Task directions:
Determine the number of lines in the data that contain "below". Answer with that number only.

Excerpts from a dataset:
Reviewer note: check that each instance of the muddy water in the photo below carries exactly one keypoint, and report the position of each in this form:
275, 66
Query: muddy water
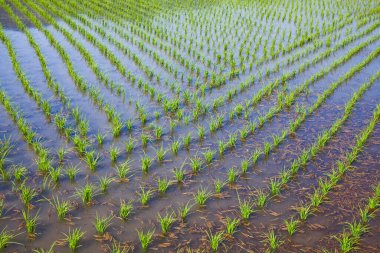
210, 217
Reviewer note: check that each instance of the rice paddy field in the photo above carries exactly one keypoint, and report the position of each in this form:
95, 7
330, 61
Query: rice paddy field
189, 126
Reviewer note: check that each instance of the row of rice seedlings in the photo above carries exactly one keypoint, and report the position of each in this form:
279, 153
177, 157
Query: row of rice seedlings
325, 185
60, 120
349, 238
106, 52
44, 161
202, 195
247, 207
92, 92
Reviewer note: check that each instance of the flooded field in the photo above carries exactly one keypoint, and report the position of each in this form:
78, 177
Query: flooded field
189, 126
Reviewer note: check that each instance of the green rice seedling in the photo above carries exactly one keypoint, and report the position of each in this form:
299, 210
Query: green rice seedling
316, 198
365, 215
255, 156
373, 203
92, 160
267, 148
72, 171
346, 242
102, 223
166, 221
201, 196
145, 195
118, 248
275, 187
232, 176
73, 237
160, 154
27, 194
146, 162
261, 199
184, 211
273, 241
145, 238
85, 193
195, 164
114, 153
201, 132
175, 147
62, 207
231, 225
129, 145
123, 169
291, 226
19, 172
125, 209
231, 141
158, 132
61, 154
55, 174
144, 140
215, 239
209, 156
6, 238
30, 222
244, 166
222, 146
187, 140
162, 185
129, 124
104, 183
304, 212
218, 186
83, 127
179, 174
246, 209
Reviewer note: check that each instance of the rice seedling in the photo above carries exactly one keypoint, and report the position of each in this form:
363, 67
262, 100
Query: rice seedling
291, 226
160, 154
232, 176
166, 221
145, 195
163, 185
85, 193
30, 222
195, 164
231, 225
71, 172
123, 169
145, 238
19, 172
201, 196
73, 237
102, 223
218, 186
184, 211
125, 209
6, 238
209, 156
244, 166
104, 183
62, 207
215, 239
146, 162
175, 146
246, 208
129, 145
273, 241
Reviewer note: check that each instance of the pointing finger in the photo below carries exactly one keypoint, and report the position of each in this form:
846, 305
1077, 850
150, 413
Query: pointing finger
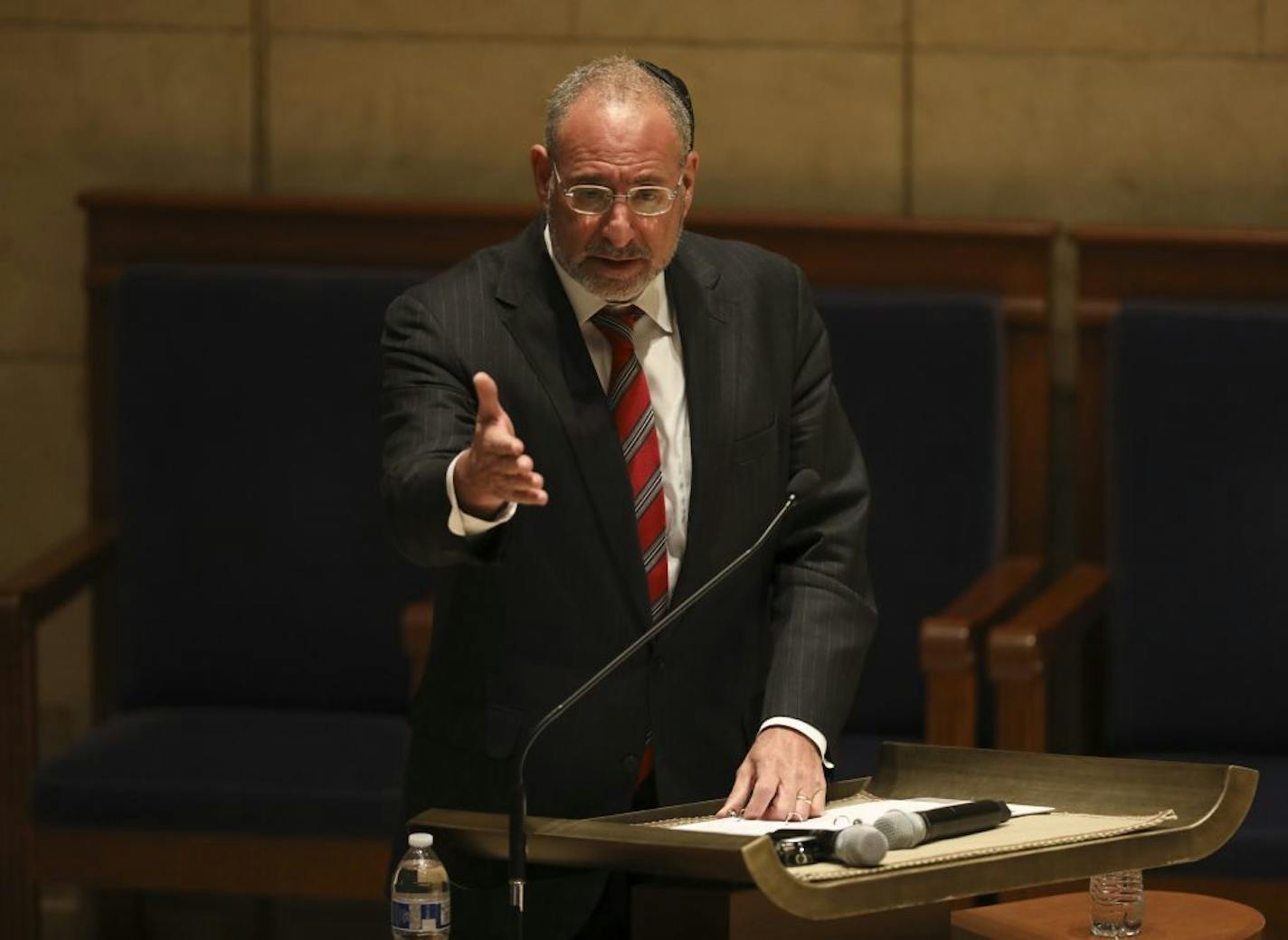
489, 399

Task answer:
2